=== Information shown ===
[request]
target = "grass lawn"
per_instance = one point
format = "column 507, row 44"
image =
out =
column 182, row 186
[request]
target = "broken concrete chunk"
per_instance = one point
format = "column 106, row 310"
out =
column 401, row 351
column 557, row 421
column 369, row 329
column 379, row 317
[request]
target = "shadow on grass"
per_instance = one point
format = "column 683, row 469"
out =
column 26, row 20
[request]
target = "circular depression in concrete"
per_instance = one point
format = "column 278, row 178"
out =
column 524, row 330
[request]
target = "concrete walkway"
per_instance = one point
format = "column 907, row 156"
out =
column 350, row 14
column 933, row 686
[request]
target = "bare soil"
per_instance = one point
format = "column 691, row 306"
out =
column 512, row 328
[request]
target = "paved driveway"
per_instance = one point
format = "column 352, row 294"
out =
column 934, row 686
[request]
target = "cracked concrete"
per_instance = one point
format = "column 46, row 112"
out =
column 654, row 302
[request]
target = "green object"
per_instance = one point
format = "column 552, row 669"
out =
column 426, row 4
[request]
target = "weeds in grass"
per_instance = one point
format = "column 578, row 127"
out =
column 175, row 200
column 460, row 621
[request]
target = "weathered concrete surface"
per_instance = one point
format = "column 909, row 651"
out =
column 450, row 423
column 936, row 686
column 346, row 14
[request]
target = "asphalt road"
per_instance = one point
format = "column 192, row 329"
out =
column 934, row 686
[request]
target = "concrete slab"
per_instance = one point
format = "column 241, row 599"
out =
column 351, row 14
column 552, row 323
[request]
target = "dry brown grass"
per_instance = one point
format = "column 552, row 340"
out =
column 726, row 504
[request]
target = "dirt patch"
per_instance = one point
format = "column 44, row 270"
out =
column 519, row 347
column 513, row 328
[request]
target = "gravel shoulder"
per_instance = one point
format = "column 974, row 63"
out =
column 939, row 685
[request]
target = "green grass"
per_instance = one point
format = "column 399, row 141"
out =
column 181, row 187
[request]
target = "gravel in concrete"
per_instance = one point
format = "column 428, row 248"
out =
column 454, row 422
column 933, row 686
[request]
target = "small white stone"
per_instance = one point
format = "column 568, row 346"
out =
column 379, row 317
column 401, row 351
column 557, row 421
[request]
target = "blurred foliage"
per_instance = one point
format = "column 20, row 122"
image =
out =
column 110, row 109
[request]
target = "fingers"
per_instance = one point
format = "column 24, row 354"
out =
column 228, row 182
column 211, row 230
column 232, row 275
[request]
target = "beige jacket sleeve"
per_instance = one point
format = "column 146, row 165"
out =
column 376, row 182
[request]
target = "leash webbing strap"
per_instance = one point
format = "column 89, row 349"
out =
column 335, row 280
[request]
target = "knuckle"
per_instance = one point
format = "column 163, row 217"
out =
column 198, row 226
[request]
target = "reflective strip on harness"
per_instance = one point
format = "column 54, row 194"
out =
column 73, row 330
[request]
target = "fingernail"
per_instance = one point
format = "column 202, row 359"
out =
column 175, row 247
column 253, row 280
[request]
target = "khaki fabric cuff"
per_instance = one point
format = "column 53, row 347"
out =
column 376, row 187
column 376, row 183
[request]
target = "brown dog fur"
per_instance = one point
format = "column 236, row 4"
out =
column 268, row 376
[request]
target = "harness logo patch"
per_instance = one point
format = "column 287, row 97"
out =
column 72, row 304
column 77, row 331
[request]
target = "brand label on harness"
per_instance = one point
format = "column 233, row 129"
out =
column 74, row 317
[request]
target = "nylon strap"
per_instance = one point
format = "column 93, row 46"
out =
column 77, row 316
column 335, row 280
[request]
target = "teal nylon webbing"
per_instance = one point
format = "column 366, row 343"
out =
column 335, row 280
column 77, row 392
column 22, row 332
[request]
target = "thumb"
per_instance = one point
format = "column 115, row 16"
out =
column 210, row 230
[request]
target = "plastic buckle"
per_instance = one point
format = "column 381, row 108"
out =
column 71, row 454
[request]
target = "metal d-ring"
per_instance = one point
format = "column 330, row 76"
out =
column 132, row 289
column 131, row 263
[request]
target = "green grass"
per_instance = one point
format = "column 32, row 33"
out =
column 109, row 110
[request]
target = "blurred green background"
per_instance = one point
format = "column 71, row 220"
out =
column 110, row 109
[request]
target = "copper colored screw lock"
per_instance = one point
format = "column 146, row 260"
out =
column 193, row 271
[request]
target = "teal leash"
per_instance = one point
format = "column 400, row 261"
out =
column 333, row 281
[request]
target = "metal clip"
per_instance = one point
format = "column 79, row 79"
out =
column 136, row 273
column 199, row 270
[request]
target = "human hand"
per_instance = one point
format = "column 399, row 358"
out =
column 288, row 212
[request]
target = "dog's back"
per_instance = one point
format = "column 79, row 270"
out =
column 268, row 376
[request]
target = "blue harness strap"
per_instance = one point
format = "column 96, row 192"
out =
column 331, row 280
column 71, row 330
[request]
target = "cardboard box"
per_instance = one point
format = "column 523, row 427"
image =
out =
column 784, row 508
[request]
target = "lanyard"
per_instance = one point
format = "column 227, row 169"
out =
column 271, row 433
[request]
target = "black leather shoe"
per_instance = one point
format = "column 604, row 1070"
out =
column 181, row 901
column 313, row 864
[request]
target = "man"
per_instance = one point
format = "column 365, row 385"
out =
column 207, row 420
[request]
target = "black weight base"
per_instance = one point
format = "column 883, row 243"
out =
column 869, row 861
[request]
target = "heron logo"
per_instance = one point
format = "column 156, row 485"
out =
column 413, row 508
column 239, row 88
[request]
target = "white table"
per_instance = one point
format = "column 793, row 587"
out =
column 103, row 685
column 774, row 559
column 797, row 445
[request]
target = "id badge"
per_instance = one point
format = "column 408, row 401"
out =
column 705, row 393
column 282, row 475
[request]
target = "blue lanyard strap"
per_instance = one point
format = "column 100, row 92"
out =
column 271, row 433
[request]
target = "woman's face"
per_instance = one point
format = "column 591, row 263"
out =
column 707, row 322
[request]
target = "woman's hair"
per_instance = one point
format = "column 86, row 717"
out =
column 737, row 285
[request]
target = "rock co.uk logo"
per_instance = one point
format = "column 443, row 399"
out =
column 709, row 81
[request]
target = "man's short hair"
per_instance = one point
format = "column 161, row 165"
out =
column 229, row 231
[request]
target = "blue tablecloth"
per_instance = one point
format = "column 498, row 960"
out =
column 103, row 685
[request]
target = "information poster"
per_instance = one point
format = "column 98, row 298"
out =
===
Read through the entries, then copy every line where the string "concrete" is found.

## Exercise result
target = "broken concrete chunk"
target = "circular depression in concrete"
target = "concrete walkway"
target = "cracked concrete"
target = "weathered concrete surface"
target = "concrete slab"
target = "gravel in concrete"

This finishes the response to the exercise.